▶ [Problem to solve] Give the data again in full, without pictures.

+++ Data provided

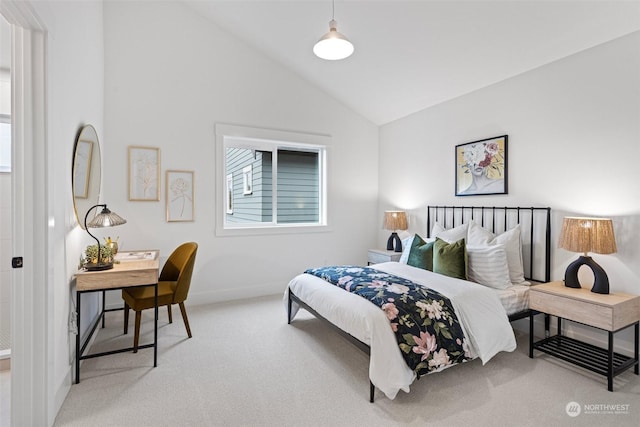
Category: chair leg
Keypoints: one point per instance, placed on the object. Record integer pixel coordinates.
(185, 319)
(126, 318)
(136, 336)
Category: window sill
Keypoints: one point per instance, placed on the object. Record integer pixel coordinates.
(272, 230)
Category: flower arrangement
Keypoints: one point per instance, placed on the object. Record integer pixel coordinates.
(486, 155)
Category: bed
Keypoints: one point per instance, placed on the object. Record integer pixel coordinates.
(480, 314)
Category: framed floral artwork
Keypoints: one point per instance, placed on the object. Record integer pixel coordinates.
(179, 196)
(481, 167)
(144, 173)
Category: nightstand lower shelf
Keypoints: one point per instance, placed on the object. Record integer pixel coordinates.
(588, 356)
(583, 354)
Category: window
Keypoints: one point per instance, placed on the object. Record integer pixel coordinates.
(273, 179)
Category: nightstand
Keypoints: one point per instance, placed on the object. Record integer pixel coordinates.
(610, 312)
(376, 256)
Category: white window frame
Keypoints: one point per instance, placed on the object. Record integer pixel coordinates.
(247, 180)
(5, 145)
(267, 140)
(229, 193)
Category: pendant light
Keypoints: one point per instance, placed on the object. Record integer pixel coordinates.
(333, 45)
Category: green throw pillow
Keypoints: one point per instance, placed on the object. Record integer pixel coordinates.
(450, 259)
(421, 254)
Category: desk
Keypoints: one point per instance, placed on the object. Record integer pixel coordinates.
(135, 269)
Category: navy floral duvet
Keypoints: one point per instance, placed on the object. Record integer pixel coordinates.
(424, 322)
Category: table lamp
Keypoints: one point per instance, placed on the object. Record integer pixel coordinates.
(395, 220)
(587, 235)
(105, 218)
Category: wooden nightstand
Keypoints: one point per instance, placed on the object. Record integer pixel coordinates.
(376, 256)
(610, 312)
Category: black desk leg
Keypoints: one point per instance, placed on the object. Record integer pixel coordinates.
(155, 330)
(531, 334)
(635, 370)
(610, 363)
(104, 293)
(78, 337)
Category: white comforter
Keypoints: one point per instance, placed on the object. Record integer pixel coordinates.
(481, 316)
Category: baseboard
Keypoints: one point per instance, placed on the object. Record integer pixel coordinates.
(232, 294)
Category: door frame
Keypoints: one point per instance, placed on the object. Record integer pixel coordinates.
(31, 385)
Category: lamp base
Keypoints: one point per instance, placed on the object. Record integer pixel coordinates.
(394, 243)
(601, 280)
(98, 267)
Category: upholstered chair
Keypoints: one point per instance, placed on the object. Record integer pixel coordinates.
(173, 288)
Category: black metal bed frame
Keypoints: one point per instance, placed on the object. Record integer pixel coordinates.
(451, 216)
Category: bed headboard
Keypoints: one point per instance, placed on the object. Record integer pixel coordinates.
(535, 230)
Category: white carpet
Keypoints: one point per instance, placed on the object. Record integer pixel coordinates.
(245, 366)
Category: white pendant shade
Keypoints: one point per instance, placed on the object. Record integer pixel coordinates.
(333, 45)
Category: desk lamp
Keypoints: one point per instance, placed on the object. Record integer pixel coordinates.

++++++

▶ [Answer to the exercise]
Category: chair leg
Keypoints: one point per instance, placed on the object. Record integer pixel coordinates.
(185, 319)
(126, 318)
(136, 336)
Category: window sill
Keypoints: one point per instance, placed on the object. Record integer pixel coordinates.
(272, 230)
Category: flower arrangement
Keypoints: one point per instance, placed on the object. Record integer pixel coordinates.
(486, 155)
Category: bed
Keypoints: one point per instance, placed on the object. Record integer pixel coordinates.
(480, 314)
Category: framed floral artwork
Keypoints: one point per instance, placed on the object. Record integer pixel coordinates.
(179, 196)
(481, 167)
(144, 173)
Category: nightstand lower shelf
Keypoints: one point per instance, placed on the object. Record integer pixel coordinates.
(588, 356)
(583, 354)
Category: window
Keypoints: one point per instance, placed on the object. Record integer pixel coordinates.
(273, 179)
Category: nightstand
Keypoints: one point per instance, placed on the object. Record integer pixel coordinates.
(610, 312)
(376, 256)
Category: white window frame
Keypoints: one point per instance, placed on the object. Record integer pixel coordinates.
(247, 180)
(5, 145)
(267, 140)
(229, 193)
Category: pendant light
Keypoints: one point per instance, placed on the object. Record integer pixel coordinates.
(333, 45)
Category: green throw pillow
Keypoints: one point per instance, placed on the object. Record integer pixel coordinates.
(450, 259)
(421, 254)
Category: desk
Keypoints: one point per instance, placed on the object. Record integer pixel coordinates.
(135, 269)
Category: navy floral duvet
Keypoints: one point per instance, placed on the object. Record integer pixel coordinates.
(424, 322)
Category: table lamp
Keypoints: one point per instance, placed on the object. Record integer pixel coordinates.
(395, 220)
(587, 235)
(105, 218)
Category: wooden nightstand
Keypoints: one point per instance, placed on the object. Record integer pixel coordinates.
(376, 256)
(610, 312)
Category: black desk leg
Keypoints: one point per instance, placed on the object. Record integer pixel coordinates.
(155, 330)
(531, 334)
(635, 370)
(610, 363)
(104, 293)
(78, 337)
Category: white comforter
Keypoints: one point per instance, placed on the object. Record integer pixel coordinates.
(481, 316)
Category: baseboard
Keypoints: one point per instance, placed on the object. Record integer pixel coordinates.
(232, 294)
Category: door frame
Keypoints: one point per instance, placed on the object. Record integer pixel coordinates.
(31, 385)
Category: lamp base
Keypoints: one point per instance, placed on the object. Record integer pixel coordinates.
(394, 243)
(601, 280)
(98, 267)
Category: upholstered chair
Keypoints: one point per instance, placed on the object. Record integer pixel coordinates.
(173, 288)
Category: black metal bed frame
Keypoints: one point per instance, placed on the object. Record integer pixel coordinates.
(451, 216)
Category: bed headboard
Keypoints: one point per instance, placed on the object. Record integer pixel coordinates.
(535, 230)
Category: white carpet
Keypoints: one point per instance, placed on the object. Record integer pixel coordinates.
(245, 366)
Category: white pendant shade
Keypoints: one point per instance, placed on the object. Record integer pixel coordinates.
(333, 45)
Category: desk lamp
Keypoints: one point per instance, placed on the object. Record integer pixel coordinates.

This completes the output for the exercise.